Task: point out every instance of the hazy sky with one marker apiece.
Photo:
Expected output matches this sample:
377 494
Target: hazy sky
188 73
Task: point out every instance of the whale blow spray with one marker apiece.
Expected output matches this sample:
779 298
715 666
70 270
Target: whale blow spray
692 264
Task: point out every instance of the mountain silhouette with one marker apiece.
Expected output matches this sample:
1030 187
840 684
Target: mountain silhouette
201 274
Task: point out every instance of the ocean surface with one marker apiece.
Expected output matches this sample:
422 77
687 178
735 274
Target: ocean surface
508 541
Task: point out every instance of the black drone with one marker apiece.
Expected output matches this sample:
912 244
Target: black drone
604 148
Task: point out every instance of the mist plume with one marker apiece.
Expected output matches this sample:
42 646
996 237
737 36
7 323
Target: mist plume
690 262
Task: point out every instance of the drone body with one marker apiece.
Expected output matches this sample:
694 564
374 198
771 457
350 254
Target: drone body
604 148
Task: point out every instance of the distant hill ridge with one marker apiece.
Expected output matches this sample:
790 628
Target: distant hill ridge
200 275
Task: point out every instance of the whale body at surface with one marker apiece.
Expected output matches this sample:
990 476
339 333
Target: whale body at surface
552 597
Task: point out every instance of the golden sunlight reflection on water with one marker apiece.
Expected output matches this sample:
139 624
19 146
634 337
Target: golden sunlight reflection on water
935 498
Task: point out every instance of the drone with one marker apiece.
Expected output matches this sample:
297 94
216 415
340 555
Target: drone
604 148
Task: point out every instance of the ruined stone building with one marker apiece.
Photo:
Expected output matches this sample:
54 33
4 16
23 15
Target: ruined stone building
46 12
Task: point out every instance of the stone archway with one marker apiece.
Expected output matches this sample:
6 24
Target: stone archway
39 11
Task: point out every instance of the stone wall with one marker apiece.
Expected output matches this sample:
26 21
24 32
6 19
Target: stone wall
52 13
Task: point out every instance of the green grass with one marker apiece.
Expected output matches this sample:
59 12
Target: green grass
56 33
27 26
=-=-=-=-=
Write out every record shown above, word for word.

Task: point out every instance of the hazy sky with one marker apiece.
Photo:
Expected output matches this sample:
377 494
Target: hazy sky
188 73
Task: point out every instance of the whale blow spray with one marker apiece.
Expected output matches this sample:
779 298
715 666
70 270
Target: whale blow spray
692 264
Task: point out every instance of the mountain silhouette with one marker apiece.
Expected output matches this sample:
1030 187
840 684
Target: mountain silhouette
201 274
Task: point out every instance of the ocean surface with one marker apiece.
Expected output matches this sample:
422 77
687 178
735 274
Target: ocean surface
508 541
Task: point out every instance of the black drone with one marker apiece.
Expected output matches this sample:
912 244
Target: black drone
604 148
Task: point out every instance of the mist plume with one marker apiece.
Expected output matches this sample:
42 646
996 237
737 36
7 323
Target: mist plume
690 262
Task: point out every instance of the drone body with one marker apiece.
Expected output matches this sample:
694 564
374 198
771 457
350 254
Target: drone body
604 148
Task: point out every instance of the distant hill ridge with one marker apiece.
Expected output matches this sample:
790 628
Target: distant hill ridge
200 275
Task: point out every instance of the whale body at surface with one marker apiece.
Expected output matches this sample:
990 476
339 333
Target: whale body at surface
552 597
Task: point out every instance of the golden sunlight reflection on water with one marker apiece.
Expected output matches this sample:
139 624
19 146
634 337
Target: golden sunlight reflection on water
935 498
Task: point out every instance of the drone with one marker apiece.
Expected output matches this sample:
297 94
216 415
340 555
Target: drone
604 148
Task: point out every instance of the ruined stone building with one marker apiece.
Photo:
Expected output matches this sample:
54 33
4 16
23 15
Target: ruined stone building
46 12
Task: point out every instance of the stone archway with one marker apiece.
Expected output matches this sample:
6 24
Target: stone archway
39 11
Task: point out every instance of the stone wall with one marker apiece.
Expected output matches this sample:
26 21
24 32
6 19
Target: stone wall
52 13
Task: point out every instance of the green grass with one marker apiece.
Expected output matches this sample:
59 12
Target: green grass
56 33
27 26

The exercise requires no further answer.